## TASK STATEMENT
Reproduce all of the data that follows, character for character.

Start of INFORMATION GIVEN

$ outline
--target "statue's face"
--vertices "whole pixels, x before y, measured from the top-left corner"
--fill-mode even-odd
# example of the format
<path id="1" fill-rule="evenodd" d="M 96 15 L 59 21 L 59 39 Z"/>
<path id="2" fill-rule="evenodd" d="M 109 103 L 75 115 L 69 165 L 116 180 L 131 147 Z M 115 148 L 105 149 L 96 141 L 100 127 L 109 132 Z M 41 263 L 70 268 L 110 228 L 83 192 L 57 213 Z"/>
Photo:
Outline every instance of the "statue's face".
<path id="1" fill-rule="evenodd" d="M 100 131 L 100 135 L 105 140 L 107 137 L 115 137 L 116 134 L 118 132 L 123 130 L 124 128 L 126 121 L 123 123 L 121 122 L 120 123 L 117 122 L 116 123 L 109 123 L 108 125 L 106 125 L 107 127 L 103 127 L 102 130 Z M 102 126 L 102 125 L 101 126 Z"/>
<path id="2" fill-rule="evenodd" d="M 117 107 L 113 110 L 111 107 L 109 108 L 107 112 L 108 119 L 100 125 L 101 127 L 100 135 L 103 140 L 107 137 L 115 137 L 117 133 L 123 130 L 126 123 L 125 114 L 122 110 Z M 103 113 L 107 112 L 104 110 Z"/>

End of INFORMATION GIVEN

## SOLUTION FOR THIS PROBLEM
$ outline
--target "statue's face"
--vertices "whole pixels, x before y, measured from the top-left corner"
--fill-mode even-odd
# example of the format
<path id="1" fill-rule="evenodd" d="M 96 15 L 59 21 L 59 39 Z"/>
<path id="2" fill-rule="evenodd" d="M 109 103 L 75 115 L 69 165 L 116 180 L 131 147 Z M 115 148 L 105 149 L 96 141 L 100 127 L 109 132 Z M 41 263 L 70 268 L 110 228 L 83 192 L 57 213 Z"/>
Photo:
Outline every instance of the "statue's face".
<path id="1" fill-rule="evenodd" d="M 100 131 L 100 135 L 105 140 L 107 137 L 115 137 L 116 134 L 118 132 L 123 130 L 124 128 L 126 121 L 123 123 L 121 122 L 120 123 L 117 122 L 116 123 L 109 123 L 108 125 L 106 125 L 107 127 L 103 127 L 102 130 Z M 102 126 L 102 125 L 101 126 Z"/>
<path id="2" fill-rule="evenodd" d="M 117 107 L 113 110 L 111 107 L 109 108 L 107 112 L 108 119 L 100 125 L 101 127 L 100 135 L 103 140 L 107 137 L 115 137 L 117 133 L 123 130 L 126 123 L 125 114 L 122 110 Z M 103 113 L 107 112 L 104 110 Z"/>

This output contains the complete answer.